**WORK REQUEST:**
Repeat every entry word for word, skipping the pictures.

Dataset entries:
===
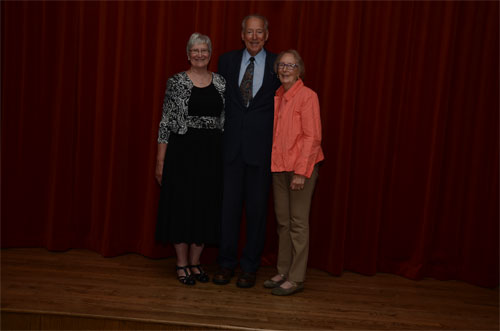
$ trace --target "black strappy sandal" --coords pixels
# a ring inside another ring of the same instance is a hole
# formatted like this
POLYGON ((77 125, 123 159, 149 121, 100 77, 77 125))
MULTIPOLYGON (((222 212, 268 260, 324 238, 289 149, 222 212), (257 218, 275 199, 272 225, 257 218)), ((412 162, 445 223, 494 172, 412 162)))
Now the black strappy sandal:
POLYGON ((184 266, 184 267, 175 266, 176 273, 178 270, 184 270, 183 276, 180 276, 179 274, 177 274, 177 279, 179 280, 179 282, 181 282, 184 285, 196 284, 196 281, 194 280, 192 273, 188 272, 188 266, 184 266))
POLYGON ((198 271, 200 272, 199 274, 197 274, 197 273, 193 272, 193 270, 191 270, 191 275, 193 275, 197 281, 199 281, 201 283, 208 283, 210 281, 210 277, 208 277, 207 273, 201 268, 201 264, 189 266, 189 269, 193 269, 193 268, 198 269, 198 271))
===
**RESULT FOR THIS TASK:**
$ trace --target "black strappy sandal" --coords pixels
# a ring inside another ring of the same instance is a hole
# formatted like this
POLYGON ((77 125, 123 159, 149 121, 100 77, 77 125))
MULTIPOLYGON (((222 212, 268 260, 324 238, 289 149, 222 212), (257 218, 275 199, 272 225, 257 218)), ((412 162, 445 223, 494 172, 412 162)))
Now the black strappy sandal:
POLYGON ((184 266, 184 267, 175 266, 176 273, 178 270, 184 270, 183 276, 180 276, 179 274, 177 274, 177 279, 179 280, 179 282, 181 282, 184 285, 196 284, 196 281, 194 280, 192 273, 188 272, 188 266, 184 266))
POLYGON ((198 271, 200 272, 199 274, 197 274, 197 273, 193 272, 193 270, 191 270, 191 275, 193 275, 197 281, 199 281, 201 283, 208 283, 210 281, 210 277, 208 277, 207 273, 201 268, 201 264, 189 266, 189 269, 193 269, 193 268, 198 269, 198 271))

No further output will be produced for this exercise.